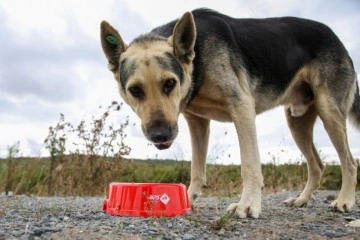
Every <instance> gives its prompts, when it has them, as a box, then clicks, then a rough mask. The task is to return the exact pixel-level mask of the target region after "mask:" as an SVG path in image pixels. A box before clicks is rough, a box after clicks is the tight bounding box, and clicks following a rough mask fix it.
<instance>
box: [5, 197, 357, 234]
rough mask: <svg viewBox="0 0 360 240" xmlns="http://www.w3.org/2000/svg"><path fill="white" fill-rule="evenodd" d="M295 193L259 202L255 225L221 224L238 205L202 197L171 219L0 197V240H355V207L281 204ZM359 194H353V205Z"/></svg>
mask: <svg viewBox="0 0 360 240" xmlns="http://www.w3.org/2000/svg"><path fill="white" fill-rule="evenodd" d="M297 194H298V193H297V192H284V193H279V194H268V195H264V197H263V211H262V215H261V216H260V218H259V219H237V218H230V219H226V218H223V220H224V221H223V222H220V223H219V222H217V224H214V223H215V221H214V220H215V219H216V218H218V217H219V216H221V215H223V214H224V210H225V209H226V207H227V206H228V204H229V203H230V202H233V201H236V200H238V199H236V198H234V199H229V198H222V197H221V198H220V197H204V198H200V199H199V201H198V202H197V204H196V208H195V212H193V213H192V214H189V215H187V216H182V217H175V218H134V217H119V216H109V215H106V214H104V213H103V212H102V202H103V198H95V197H89V198H82V197H27V196H13V197H5V196H1V197H0V239H74V238H76V239H188V240H190V239H329V238H330V239H332V238H339V239H359V238H360V228H354V227H351V226H349V222H351V221H352V220H356V219H360V208H359V206H357V207H356V208H355V209H354V210H353V211H352V212H351V213H336V212H333V211H331V209H329V203H330V202H331V200H332V199H333V198H334V197H335V194H336V192H332V191H318V192H317V193H316V194H315V195H314V200H313V201H311V203H310V204H309V205H308V206H307V207H306V208H294V207H286V206H285V205H284V204H283V203H282V202H283V201H284V200H285V199H287V198H288V197H290V196H296V195H297ZM359 200H360V193H357V202H359Z"/></svg>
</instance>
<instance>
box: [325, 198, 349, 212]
mask: <svg viewBox="0 0 360 240" xmlns="http://www.w3.org/2000/svg"><path fill="white" fill-rule="evenodd" d="M354 206H355V199H353V200H345V199H342V198H340V197H339V198H338V199H336V200H335V201H333V202H332V203H331V204H330V207H331V208H332V209H334V210H335V211H338V212H350V211H351V209H352V208H353V207H354Z"/></svg>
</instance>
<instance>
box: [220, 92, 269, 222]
mask: <svg viewBox="0 0 360 240" xmlns="http://www.w3.org/2000/svg"><path fill="white" fill-rule="evenodd" d="M245 100H246V99H245ZM245 100H243V101H242V102H241V104H240V105H237V106H236V107H234V109H233V111H232V112H233V114H232V117H233V120H234V124H235V127H236V131H237V134H238V138H239V143H240V155H241V177H242V180H243V190H242V194H241V198H240V201H239V202H238V203H232V204H231V205H230V206H229V207H228V209H227V210H228V211H231V212H236V213H237V215H238V216H239V217H240V218H246V217H253V218H258V217H259V214H260V212H261V189H262V187H263V177H262V173H261V164H260V157H259V150H258V143H257V135H256V125H255V117H256V113H255V107H254V102H253V100H252V99H251V98H249V100H248V101H245Z"/></svg>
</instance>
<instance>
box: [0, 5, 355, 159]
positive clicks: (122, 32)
mask: <svg viewBox="0 0 360 240" xmlns="http://www.w3.org/2000/svg"><path fill="white" fill-rule="evenodd" d="M198 7H209V8H213V9H215V10H218V11H220V12H222V13H225V14H228V15H230V16H233V17H238V18H246V17H251V18H265V17H279V16H297V17H304V18H310V19H313V20H318V21H321V22H323V23H325V24H327V25H328V26H330V27H331V28H332V29H333V31H334V32H335V33H336V34H337V35H338V36H339V38H340V39H341V40H342V41H343V43H344V44H345V47H346V48H347V49H348V51H349V53H350V56H351V57H352V59H353V61H354V65H355V68H356V70H357V71H358V72H360V33H359V29H360V2H359V1H358V0H353V1H341V0H338V1H331V0H309V1H305V0H302V1H299V0H293V1H283V0H279V1H273V0H265V1H259V0H234V1H230V0H229V1H228V0H224V1H218V0H213V1H209V0H196V1H193V0H189V1H168V0H164V1H157V0H152V1H135V0H128V1H125V0H124V1H103V0H99V1H85V0H84V1H78V0H77V1H74V0H62V1H48V0H44V1H39V0H32V1H26V0H23V1H19V0H11V1H1V2H0V157H4V156H6V153H7V148H8V146H9V145H12V144H13V143H15V142H16V141H20V149H21V154H22V155H24V156H39V155H44V154H45V153H46V151H45V150H44V147H43V144H42V142H43V140H44V139H45V137H46V135H47V132H48V127H49V126H50V125H55V124H56V122H57V121H58V119H59V114H60V113H63V114H65V117H66V119H67V120H69V121H71V122H72V123H73V124H74V125H76V124H77V123H78V122H79V121H80V120H81V119H83V118H88V117H90V116H92V115H94V114H96V113H97V110H98V106H100V105H102V106H106V105H108V104H110V103H111V102H112V101H113V100H117V101H121V99H120V96H119V94H118V92H117V88H116V84H115V81H114V80H113V76H112V74H111V73H110V72H109V71H108V70H107V66H106V65H107V61H106V59H105V57H104V55H103V53H102V50H101V46H100V41H99V24H100V22H101V20H107V21H108V22H110V23H111V24H113V25H114V26H115V27H116V28H117V29H118V30H119V32H120V34H121V35H122V37H123V39H124V40H125V41H126V42H130V41H131V40H132V39H133V38H134V37H136V36H137V35H139V34H141V33H145V32H148V31H149V30H151V29H152V28H154V27H156V26H158V25H161V24H164V23H166V22H168V21H171V20H173V19H175V18H178V17H180V16H181V15H182V14H183V13H184V12H185V11H190V10H192V9H194V8H198ZM122 111H123V112H122V114H123V115H122V116H127V115H128V116H129V117H130V121H131V122H132V123H135V125H131V127H129V129H128V131H129V137H128V138H127V143H128V145H130V147H131V148H132V149H133V150H132V152H131V155H130V157H134V158H153V157H158V158H172V159H179V160H181V159H186V160H189V159H190V158H191V154H190V152H191V151H190V141H189V139H190V137H189V133H188V129H187V125H186V123H185V121H184V119H183V118H182V117H180V123H179V128H180V133H179V136H178V138H177V140H176V141H175V142H174V144H173V146H172V147H171V148H170V149H168V150H164V151H158V150H157V149H156V148H155V147H154V146H151V145H150V146H149V144H148V142H147V141H146V140H145V139H144V137H143V135H142V132H141V129H140V126H139V120H138V118H137V117H136V116H135V115H134V113H133V112H132V111H131V109H130V107H128V106H124V107H123V109H122ZM119 118H121V116H120V117H119ZM211 126H212V129H211V136H210V138H211V139H210V147H209V157H208V158H209V160H210V162H217V163H226V164H228V163H235V164H239V163H240V159H239V158H240V157H239V148H238V143H237V137H236V133H235V128H234V127H233V125H232V124H224V123H215V122H212V124H211ZM257 132H258V137H259V145H260V154H261V158H262V161H263V162H266V161H269V160H271V159H272V158H273V157H275V158H276V159H279V161H280V162H289V161H294V162H295V161H297V160H298V159H299V158H301V154H300V152H299V150H298V149H297V148H296V146H295V144H294V142H293V140H292V138H291V135H290V132H289V130H288V128H287V125H286V122H285V118H284V113H283V109H282V108H277V109H275V110H272V111H270V112H267V113H264V114H262V115H260V116H258V118H257ZM348 133H349V142H350V146H351V149H352V152H353V155H354V156H356V157H358V158H359V157H360V141H359V139H360V133H359V132H358V131H356V130H355V129H354V128H353V127H352V126H350V125H349V127H348ZM315 143H316V146H317V147H318V148H319V149H320V150H321V157H323V158H324V159H325V161H333V160H335V161H337V157H336V153H335V151H334V149H333V147H332V145H331V143H330V141H329V138H328V137H327V135H326V134H325V131H324V130H323V126H322V124H321V122H320V121H318V122H317V124H316V128H315Z"/></svg>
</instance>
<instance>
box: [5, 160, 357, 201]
mask: <svg viewBox="0 0 360 240" xmlns="http://www.w3.org/2000/svg"><path fill="white" fill-rule="evenodd" d="M9 163H10V161H9V159H0V183H1V184H0V192H4V191H5V186H8V188H9V190H10V191H12V192H14V193H15V194H32V195H63V196H103V195H105V194H106V189H107V187H108V185H109V183H110V182H153V183H183V184H185V185H187V186H188V185H189V183H190V162H188V161H174V160H129V159H121V158H106V157H100V156H88V155H80V154H73V155H66V156H60V157H59V158H58V159H56V160H55V162H54V163H55V166H54V168H53V170H52V171H51V173H50V163H51V160H50V158H12V164H9ZM10 166H12V167H11V169H10V168H9V167H10ZM9 171H11V173H10V174H9ZM262 172H263V176H264V184H265V186H264V191H265V192H276V191H282V190H301V189H302V188H303V187H304V186H305V184H306V179H307V170H306V164H281V165H275V164H263V165H262ZM50 175H51V178H50ZM9 176H10V177H9ZM207 176H208V182H207V186H208V187H207V189H205V190H204V192H205V194H208V195H217V196H234V195H236V194H238V193H239V192H240V190H241V187H242V186H241V167H240V166H238V165H216V164H208V165H207ZM359 176H360V173H359V170H358V179H359ZM49 179H52V182H51V183H50V184H49ZM359 180H360V179H359ZM340 187H341V169H340V166H338V165H328V166H326V170H325V173H324V176H323V178H322V182H321V187H320V188H321V189H332V190H335V189H340ZM49 188H50V190H51V191H49ZM359 189H360V188H359V186H358V189H357V190H359Z"/></svg>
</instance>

* * * * * * * * *

# [WORK TASK]
For this task, write out exactly the lines of the entries above, starting at the line with "box: [325, 198, 349, 212]" and ending at the line with "box: [0, 5, 355, 159]", both included, and no others.

# [RESULT]
box: [325, 198, 349, 212]
mask: <svg viewBox="0 0 360 240" xmlns="http://www.w3.org/2000/svg"><path fill="white" fill-rule="evenodd" d="M354 206H355V199H353V200H345V199H342V198H340V197H339V198H338V199H336V200H335V201H333V202H332V203H331V204H330V207H331V208H332V209H334V210H335V211H338V212H350V211H351V209H352V208H353V207H354Z"/></svg>
</instance>
<instance>
box: [220, 92, 269, 222]
mask: <svg viewBox="0 0 360 240" xmlns="http://www.w3.org/2000/svg"><path fill="white" fill-rule="evenodd" d="M245 100H246V99H245ZM245 100H243V101H242V102H241V104H240V105H237V106H236V107H234V109H233V111H232V112H233V114H232V117H233V120H234V124H235V127H236V131H237V134H238V138H239V143H240V155H241V177H242V180H243V190H242V194H241V198H240V201H239V202H238V203H232V204H231V205H230V206H229V207H228V209H227V210H228V211H231V212H236V213H237V215H238V216H239V217H240V218H246V217H253V218H258V217H259V214H260V212H261V189H262V187H263V177H262V173H261V164H260V157H259V150H258V143H257V135H256V125H255V117H256V113H255V107H254V102H253V100H252V99H251V98H249V100H248V101H245Z"/></svg>
</instance>
<instance>
box: [0, 5, 355, 159]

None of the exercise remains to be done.